• **Consigne donnée 1**: Pouvez-vous restituer sous forme de liste numérotée, sans les lignes vides, la partie des entrées qui commence à la ligne contenant "Practice step: label each instance of the orange" et se poursuit jusqu'à la fin des entrées, ces deux bornes comprises ?

• **Passage fourni**:
================================

Suite à la publication, le 9 juin 2024, du décret de convocation des électeurs en vue d’élections législatives anticipées, le Conseil Constitutionnel a été saisi de différents recours relatifs à la conformité de ce décret aux principes constitutionnels. En matière réglementaire, pourtant, les litiges sont usuellement portés1 devant les juridictions administratives. En l’espèce, s’agissant d’un décret, la compétence semble revenir au Conseil d’État.

Pourtant, ces recours ne sont évidemment pas sans fondement. Le Conseil Constitutionnel s’est en effet attribué, par un acte de jurisprudence daté de 1981, une compétence s’agissant des décrets électoraux. Reconnue d’abord afin de pallier un vide laissé par le Conseil d’État, cette compétence a été par la suite maintenue, et est toujours de rigueur aujourd’hui. Nous allons dans ce billet raconter l’histoire exceptionnelle ayant conduit la jurisprudence constitutionnelle à évoluer pour admettre les recours a priori en matière électorale.


  1. On appelle cela la compétence matérielle : la juridiction compétente pour un litige donné

Jusqu’à 1981 : incompétence du juge administratif en matière électorale

Revenons d’abord sur les attributions du Conseil d’État, et voyons en particulier s’il est possible de saisir cette juridiction pour la contestation d’un décret d’organisation d’élections. En principe, aux termes de l’article R311–1 du Code de Justice Administrative, « le Conseil d’État est compétent pour connaître en premier et dernier ressort1 des recours dirigés contre les ordonnances du Président de la République et les décrets ».

Le décret de convocation des électeurs, est, comme son nom l’indique, un décret, et il a été pris par la présidence de la République, ainsi que le prévoit l’article 12 de la Constitution. Il semble donc que le Conseil d’État soit compétent pour connaître un recours contre ce texte. Néanmoins, par exception, le Conseil d’État lui-même, par sa jurisprudence, exclut de ses attributions certaines matières. En particulier, ne sont pas de son ressort les actes qui ne sont pas détachables d’actes ou d’opérations qui n’entrent pas dans sa compétence : c’est la théorie des actes détachables, d’abord reconnue en matière contractuelle2.

================================

• **Données extraites**:

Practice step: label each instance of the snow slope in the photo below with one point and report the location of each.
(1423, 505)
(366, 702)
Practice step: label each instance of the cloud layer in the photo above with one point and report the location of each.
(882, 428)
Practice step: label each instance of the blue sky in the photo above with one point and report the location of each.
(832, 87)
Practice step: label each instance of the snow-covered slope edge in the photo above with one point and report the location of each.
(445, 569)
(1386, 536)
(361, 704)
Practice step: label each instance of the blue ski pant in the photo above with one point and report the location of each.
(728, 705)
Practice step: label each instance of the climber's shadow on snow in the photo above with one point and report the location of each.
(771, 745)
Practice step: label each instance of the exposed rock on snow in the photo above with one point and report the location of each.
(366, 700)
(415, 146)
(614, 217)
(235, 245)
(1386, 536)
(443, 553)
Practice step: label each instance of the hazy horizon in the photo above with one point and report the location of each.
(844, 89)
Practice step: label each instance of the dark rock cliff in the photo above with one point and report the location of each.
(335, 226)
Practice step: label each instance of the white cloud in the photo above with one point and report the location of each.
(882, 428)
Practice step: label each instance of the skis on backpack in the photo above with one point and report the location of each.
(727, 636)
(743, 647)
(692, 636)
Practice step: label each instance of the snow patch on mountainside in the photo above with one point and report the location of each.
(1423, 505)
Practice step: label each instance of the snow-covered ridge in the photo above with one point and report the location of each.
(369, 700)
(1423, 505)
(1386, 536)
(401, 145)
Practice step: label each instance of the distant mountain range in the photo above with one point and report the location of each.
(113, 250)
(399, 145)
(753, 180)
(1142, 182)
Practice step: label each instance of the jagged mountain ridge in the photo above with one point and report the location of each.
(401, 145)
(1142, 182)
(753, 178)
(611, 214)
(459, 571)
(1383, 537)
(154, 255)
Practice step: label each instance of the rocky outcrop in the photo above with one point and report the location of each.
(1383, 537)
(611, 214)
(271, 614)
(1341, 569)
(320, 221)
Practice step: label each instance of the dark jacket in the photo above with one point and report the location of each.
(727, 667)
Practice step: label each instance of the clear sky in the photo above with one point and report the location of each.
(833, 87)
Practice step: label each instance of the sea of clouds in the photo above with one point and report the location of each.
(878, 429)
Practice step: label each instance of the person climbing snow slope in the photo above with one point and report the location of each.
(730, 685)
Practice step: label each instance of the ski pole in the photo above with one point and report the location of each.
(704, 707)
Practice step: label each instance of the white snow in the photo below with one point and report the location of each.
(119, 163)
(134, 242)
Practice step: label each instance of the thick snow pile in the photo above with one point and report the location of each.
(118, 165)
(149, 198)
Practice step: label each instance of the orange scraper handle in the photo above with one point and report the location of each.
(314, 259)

================================

• **Consigne donnée 2**: D'après le passage fourni, en quelle année le Conseil Constitutionnel s'est-il attribué une compétence s'agissant des décrets électoraux ?

• **Réponse complète 1**:
1. Practice step: label each instance of the orange scraper handle in the photo above with one point and report the location of each.
2. (314, 259)

• **Réponse complète 2**: En 1981, par un acte de jurisprudence.